* _Texto apresentado_
···
O francês Thierry Teyssier é um hoteleiro nada comum. Comandava uma pequena companhia de produção teatral antes de escolher, há 20 anos, o cenário de uma fortaleza do século 19 no sul do Marrocos para montar o Dar Ahlam, um dos hotéis mais “fora da caixa” do mundo.
“Criei um lugar sem regras, sem chaves na porta dos quartos, sem check-in e check-out”, conta Teyssier ao NeoFeed. E não parou por aí. “Percebi que a hospitalidade não é sobre ter quatro paredes e um telhado. É um estado de espírito”, diz.
“Em vez de tentar convencer novos hóspedes a visitarem o meu hotel vi que podia trabalhar com os mesmos hóspedes que já adoram o meu conceito.” Foi com esse pensamento em mente que Teyssier idealizou, em 2018, o 700’000 Heures, primeiro hotel itinerante do planeta.
Seu nome é inspirado na média de número de horas da vida humana. Funciona assim: Teyssier escolhe o destino, “o lugar que está na minha bucket list”, e leva para lá mais de 100 baús de couro feitos à mão no L’Atelier de Manue, no Marrocos, cheios de objetos. Detalhe: os baús viram peças de mobília, como mesas e mesas de cabeceira.
Então, treina nativos do local e transforma estruturas simples em pequenos hotéis charmosos com média de sete quartos e experiências fora de série. Pense em um piquenique preparado por um chef à beira de um penhasco que dá para o oceano e um workshop seguido de jantar na companhia de artesãos. Tudo acompanhado por Teyssier em pessoa, o anfitrião.
···
* _Instruções da tarefa_
Transcreva, do texto sobre o hotel itinerante, o trecho que se inicia com as palavras "O francês Thierry" e se encerra com "itinerante do planeta.". O material reunido a seguir é independente do texto.

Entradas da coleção
···
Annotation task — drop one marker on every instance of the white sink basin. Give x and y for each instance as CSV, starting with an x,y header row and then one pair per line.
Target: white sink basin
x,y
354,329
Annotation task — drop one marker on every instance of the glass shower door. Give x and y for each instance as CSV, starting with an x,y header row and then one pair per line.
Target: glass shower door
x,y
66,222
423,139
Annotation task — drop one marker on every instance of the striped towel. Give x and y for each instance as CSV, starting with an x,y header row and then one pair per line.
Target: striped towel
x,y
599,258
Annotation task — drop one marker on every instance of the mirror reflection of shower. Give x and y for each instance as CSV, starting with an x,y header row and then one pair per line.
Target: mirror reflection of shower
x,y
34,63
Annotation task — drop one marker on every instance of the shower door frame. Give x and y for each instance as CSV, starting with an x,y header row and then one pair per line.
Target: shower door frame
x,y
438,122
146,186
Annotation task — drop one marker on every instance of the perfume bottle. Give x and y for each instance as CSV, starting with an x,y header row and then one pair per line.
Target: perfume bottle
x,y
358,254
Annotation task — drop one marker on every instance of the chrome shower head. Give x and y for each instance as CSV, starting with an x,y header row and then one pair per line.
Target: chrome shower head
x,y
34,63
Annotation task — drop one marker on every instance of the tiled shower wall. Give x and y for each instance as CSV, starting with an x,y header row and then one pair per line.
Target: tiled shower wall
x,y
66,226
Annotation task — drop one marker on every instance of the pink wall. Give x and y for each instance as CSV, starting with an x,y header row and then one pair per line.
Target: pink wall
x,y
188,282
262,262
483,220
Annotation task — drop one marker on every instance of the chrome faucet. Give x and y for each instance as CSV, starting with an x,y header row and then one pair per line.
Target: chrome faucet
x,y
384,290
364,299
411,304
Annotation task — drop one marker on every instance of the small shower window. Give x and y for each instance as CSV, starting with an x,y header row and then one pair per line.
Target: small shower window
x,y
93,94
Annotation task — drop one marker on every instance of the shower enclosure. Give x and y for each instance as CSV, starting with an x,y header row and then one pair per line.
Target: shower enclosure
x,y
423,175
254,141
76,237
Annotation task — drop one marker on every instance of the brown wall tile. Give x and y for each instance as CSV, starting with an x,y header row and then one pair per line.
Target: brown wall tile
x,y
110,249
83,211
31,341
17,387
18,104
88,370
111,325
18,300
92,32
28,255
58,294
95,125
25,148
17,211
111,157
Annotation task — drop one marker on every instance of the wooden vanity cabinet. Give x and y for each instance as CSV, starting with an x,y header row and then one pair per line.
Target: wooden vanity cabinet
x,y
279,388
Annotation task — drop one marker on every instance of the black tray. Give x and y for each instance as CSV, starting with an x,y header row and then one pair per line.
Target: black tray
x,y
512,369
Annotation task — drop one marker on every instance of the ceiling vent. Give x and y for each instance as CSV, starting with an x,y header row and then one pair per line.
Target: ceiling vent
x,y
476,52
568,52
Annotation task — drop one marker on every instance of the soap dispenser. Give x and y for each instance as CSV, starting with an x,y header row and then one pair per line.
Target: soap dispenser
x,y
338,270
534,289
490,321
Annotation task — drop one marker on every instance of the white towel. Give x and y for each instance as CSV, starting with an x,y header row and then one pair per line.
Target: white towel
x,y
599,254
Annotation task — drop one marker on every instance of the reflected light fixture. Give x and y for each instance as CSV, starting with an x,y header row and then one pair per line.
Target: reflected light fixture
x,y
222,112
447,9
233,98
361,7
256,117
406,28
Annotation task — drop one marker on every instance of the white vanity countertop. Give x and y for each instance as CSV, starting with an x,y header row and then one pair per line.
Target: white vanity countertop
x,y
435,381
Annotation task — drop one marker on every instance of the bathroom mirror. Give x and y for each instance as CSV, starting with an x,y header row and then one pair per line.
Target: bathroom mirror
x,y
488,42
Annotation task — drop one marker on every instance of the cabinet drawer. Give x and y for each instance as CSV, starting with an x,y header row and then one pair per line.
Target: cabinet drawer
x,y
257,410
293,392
···
* _Resultado da tarefa_
O francês Thierry Teyssier é um hoteleiro nada comum. Comandava uma pequena companhia de produção teatral antes de escolher, há 20 anos, o cenário de uma fortaleza do século 19 no sul do Marrocos para montar o Dar Ahlam, um dos hotéis mais “fora da caixa” do mundo.
“Criei um lugar sem regras, sem chaves na porta dos quartos, sem check-in e check-out”, conta Teyssier ao NeoFeed. E não parou por aí. “Percebi que a hospitalidade não é sobre ter quatro paredes e um telhado. É um estado de espírito”, diz.
“Em vez de tentar convencer novos hóspedes a visitarem o meu hotel vi que podia trabalhar com os mesmos hóspedes que já adoram o meu conceito.” Foi com esse pensamento em mente que Teyssier idealizou, em 2018, o 700’000 Heures, primeiro hotel itinerante do planeta.